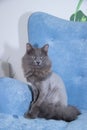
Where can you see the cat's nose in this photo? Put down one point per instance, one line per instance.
(38, 62)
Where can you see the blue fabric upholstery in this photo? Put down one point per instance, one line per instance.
(68, 52)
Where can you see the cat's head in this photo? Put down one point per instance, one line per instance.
(37, 57)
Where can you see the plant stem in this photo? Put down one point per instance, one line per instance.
(77, 8)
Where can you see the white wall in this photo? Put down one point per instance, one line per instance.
(13, 21)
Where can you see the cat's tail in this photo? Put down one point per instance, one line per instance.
(70, 113)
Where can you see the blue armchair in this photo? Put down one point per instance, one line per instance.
(68, 52)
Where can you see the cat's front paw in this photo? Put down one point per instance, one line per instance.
(27, 115)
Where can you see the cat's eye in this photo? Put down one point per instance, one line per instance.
(33, 57)
(41, 57)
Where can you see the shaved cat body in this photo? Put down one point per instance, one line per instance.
(49, 94)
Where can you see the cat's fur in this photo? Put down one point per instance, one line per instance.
(49, 94)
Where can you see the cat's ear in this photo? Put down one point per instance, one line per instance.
(45, 48)
(28, 47)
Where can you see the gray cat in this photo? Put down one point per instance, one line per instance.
(49, 94)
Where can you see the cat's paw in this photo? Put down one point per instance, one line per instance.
(27, 115)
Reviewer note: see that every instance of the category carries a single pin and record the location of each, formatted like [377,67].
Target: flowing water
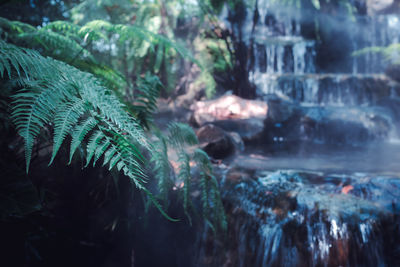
[333,200]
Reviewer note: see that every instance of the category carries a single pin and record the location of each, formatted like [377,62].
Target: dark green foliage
[64,98]
[80,108]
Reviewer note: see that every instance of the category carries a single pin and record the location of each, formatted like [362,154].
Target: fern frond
[162,168]
[15,26]
[210,192]
[31,111]
[67,115]
[185,176]
[145,104]
[79,134]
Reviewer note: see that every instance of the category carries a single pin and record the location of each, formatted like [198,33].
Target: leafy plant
[77,105]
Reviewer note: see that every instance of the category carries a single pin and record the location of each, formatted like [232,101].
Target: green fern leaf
[94,141]
[67,116]
[78,135]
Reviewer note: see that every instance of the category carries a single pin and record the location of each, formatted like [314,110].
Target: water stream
[332,201]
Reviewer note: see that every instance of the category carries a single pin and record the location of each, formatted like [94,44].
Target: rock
[290,124]
[233,114]
[215,141]
[237,141]
[393,71]
[375,7]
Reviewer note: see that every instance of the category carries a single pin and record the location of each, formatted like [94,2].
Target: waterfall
[313,216]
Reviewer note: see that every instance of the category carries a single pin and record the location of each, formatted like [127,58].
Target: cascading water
[319,215]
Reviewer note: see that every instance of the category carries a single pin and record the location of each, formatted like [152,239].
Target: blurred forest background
[81,86]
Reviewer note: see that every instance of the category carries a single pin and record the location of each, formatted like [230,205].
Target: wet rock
[215,141]
[289,218]
[325,89]
[233,114]
[393,71]
[376,7]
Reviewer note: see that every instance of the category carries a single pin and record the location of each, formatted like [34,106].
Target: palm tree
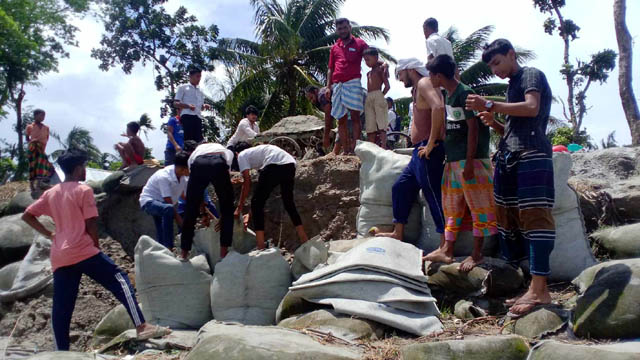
[292,52]
[78,139]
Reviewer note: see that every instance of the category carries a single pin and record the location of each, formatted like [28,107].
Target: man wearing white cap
[425,169]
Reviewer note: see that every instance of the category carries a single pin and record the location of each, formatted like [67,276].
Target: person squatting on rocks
[40,169]
[189,100]
[175,139]
[277,168]
[75,250]
[427,161]
[375,106]
[247,129]
[523,181]
[209,163]
[467,186]
[131,152]
[161,193]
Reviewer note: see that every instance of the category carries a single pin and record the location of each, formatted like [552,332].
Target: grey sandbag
[553,350]
[621,242]
[248,288]
[34,273]
[309,255]
[486,348]
[608,306]
[172,293]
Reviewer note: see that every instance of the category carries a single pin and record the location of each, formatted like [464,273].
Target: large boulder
[237,342]
[21,201]
[342,326]
[248,288]
[608,183]
[486,348]
[620,242]
[553,350]
[16,237]
[172,293]
[608,305]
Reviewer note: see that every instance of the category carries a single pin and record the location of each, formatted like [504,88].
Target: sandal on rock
[153,333]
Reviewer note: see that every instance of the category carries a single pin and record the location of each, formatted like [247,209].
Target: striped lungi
[346,96]
[524,193]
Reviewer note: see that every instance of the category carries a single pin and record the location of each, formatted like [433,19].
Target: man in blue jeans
[162,191]
[426,167]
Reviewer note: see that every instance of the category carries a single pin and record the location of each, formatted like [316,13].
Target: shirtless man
[427,162]
[375,107]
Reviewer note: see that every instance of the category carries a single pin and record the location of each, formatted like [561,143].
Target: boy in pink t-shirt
[75,250]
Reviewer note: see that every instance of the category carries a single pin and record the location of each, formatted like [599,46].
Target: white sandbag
[309,255]
[418,324]
[571,253]
[379,171]
[248,288]
[382,254]
[172,293]
[34,273]
[381,216]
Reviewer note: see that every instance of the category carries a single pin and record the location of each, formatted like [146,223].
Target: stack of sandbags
[379,280]
[248,288]
[30,276]
[172,293]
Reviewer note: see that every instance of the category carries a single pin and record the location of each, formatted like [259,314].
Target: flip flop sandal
[156,332]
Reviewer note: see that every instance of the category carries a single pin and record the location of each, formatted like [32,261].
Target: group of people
[511,196]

------------

:: Consigne donnée ::
Renvoyez à l'identique toutes les lignes des enregistrements ci-dessus, en omettant les images.

:: Réponse attendue ::
Where can you see the cat's nose in this photo? Put down one point per instance, one line per instance.
(38, 62)
Where can you see the blue fabric upholstery in this photo? Put down one point per instance, one line per instance.
(68, 52)
Where can you see the cat's head in this photo? Put down one point per instance, one line per instance.
(37, 57)
Where can you see the plant stem in this photo? Put down one point per instance, one line per instance.
(77, 8)
Where can you see the white wall in this photo? Put down one point per instance, one line per instance.
(13, 21)
Where can you see the cat's tail in this photo? Put down one point per instance, one line per instance.
(70, 113)
Where can you see the blue armchair in this photo? Put down one point per instance, one line per instance.
(68, 52)
Where can you see the cat's front paw in this photo? Put down one point per instance, one line per instance.
(27, 115)
Where can you see the cat's eye in this photo? Put down one point per instance, one line per instance.
(33, 57)
(41, 57)
Where can you see the shaved cat body in this photo? Put down one point per instance, one line per instance.
(49, 94)
Where can you see the cat's fur in this photo? Put down one point per instance, one line per instance.
(49, 94)
Where can you see the cat's ear in this photo? Put down one point per instance, one line per instance.
(45, 48)
(28, 47)
Where can you see the gray cat in this photo? Put down one point per instance, one line per instance.
(49, 94)
Where can you see the cat's paw in this photo? Put down one point per instance, one line per instance.
(27, 115)
Reviewer note: see that every instance of the category carries a single pin and record the location of each, formatted like [377,67].
Target: flowing water
[333,200]
Reviewer note: see that every instance of the category carries a single pin and record the location of each, formatted like [377,62].
Target: dark green foliage
[64,98]
[80,108]
Reviewer note: see that every instance of the category carries a single pin and record the location of each, formatted like [362,154].
Target: fern frond
[162,168]
[15,26]
[210,192]
[31,111]
[67,115]
[185,176]
[145,104]
[79,134]
Reviewer note: see that every instance of the category carries a single pin and record the location of each, formatted like [198,33].
Target: leafy plant
[77,105]
Reviewer note: see that every instance of the category carries a single pin and record the location of each, formatted like [232,101].
Target: green fern leaf
[94,141]
[67,116]
[78,135]
Reviewer note: see that every instance of the category carries a single pin and record the location of each, formatted like [314,110].
Target: water stream
[332,201]
Reviewer note: see that every instance of the category carries a single pin and record the location of each, formatted like [94,44].
Target: rock
[290,124]
[233,114]
[215,141]
[237,141]
[393,71]
[375,7]
Reviewer note: see that every instance of the category carries a single pin and record the location of each, formatted like [94,2].
Target: waterfall
[313,216]
Reviewer note: see that every instance of the category carries a single pin and record the location of each, formatted like [127,58].
Target: cascading water
[319,215]
Reviewer note: see that every instance of the category carries a single pin and record the location of each, formatted like [152,239].
Target: blurred forest background
[81,86]
Reviewer note: see that every instance of the category carries a single pin and record the location of each, formatted like [230,205].
Target: wet rock
[215,141]
[289,218]
[325,89]
[233,114]
[393,71]
[376,7]
Reviewer note: see that every instance of the category carries a single pin and record the location of each, formatted like [34,106].
Target: palm tree
[292,52]
[78,139]
Reviewer note: see that every instance of the category carries a single pin and record the location of each, formatted like [28,107].
Target: man wearing white cap
[425,169]
Reviewer note: see that every instance of the category carries a single pin and record the location of each, formatted like [67,276].
Target: person squatting on rocks
[40,169]
[189,100]
[175,139]
[277,168]
[75,250]
[427,161]
[375,106]
[247,129]
[523,181]
[209,163]
[467,186]
[131,152]
[161,193]
Reviewer note: see that every instance of the category carries a single pin and record the location of each, formatted like [552,332].
Target: grey sandbag
[553,350]
[621,242]
[248,288]
[34,273]
[309,255]
[486,348]
[608,306]
[172,293]
Reviewer note: see that every instance of the category carries a single pin and record the location of each, formatted like [464,273].
Target: large boulder
[237,342]
[21,201]
[342,326]
[248,288]
[608,183]
[486,348]
[620,242]
[553,350]
[16,237]
[172,293]
[608,305]
Reviewer note: see that every instance of the category carries a single pin and record the location of each, formatted like [504,88].
Target: sandal on rock
[153,333]
Reviewer note: see that every instance of the category carries a single pin and record the location of each, formatted like [247,209].
Target: striped lungi
[346,96]
[524,193]
Reviewer note: see that every instance of the category carries a single pin and record the location of each, formatted like [433,19].
Target: man in blue jeans
[162,191]
[426,167]
Reviewer note: see that every instance of the category carries a single pin and record the location of each, formatted like [316,13].
Target: shirtless man
[427,162]
[375,107]
Reviewer note: see that every instance of the category carries a single pin and record the location of each, formatted like [561,143].
Target: boy in pink t-shirt
[75,250]
Reviewer note: see that every instance of the category carries a single pin and record the location of each, formatted like [599,46].
Target: white sandbag
[309,255]
[418,324]
[571,253]
[379,171]
[248,288]
[382,254]
[172,293]
[34,273]
[381,216]
Reviewer note: see that every instance of the category carries a single pin and record the location of each, formatted like [146,223].
Target: stack of sandbags
[379,280]
[248,288]
[30,276]
[172,293]
Reviewer note: see that every instance of the category carries a single pin and record the location of each, formatted like [259,314].
Target: flip flop sandal
[156,332]
Reviewer note: see that every instance of the category carries a single pin and record the location of each, formatted like [32,261].
Target: group of people
[511,196]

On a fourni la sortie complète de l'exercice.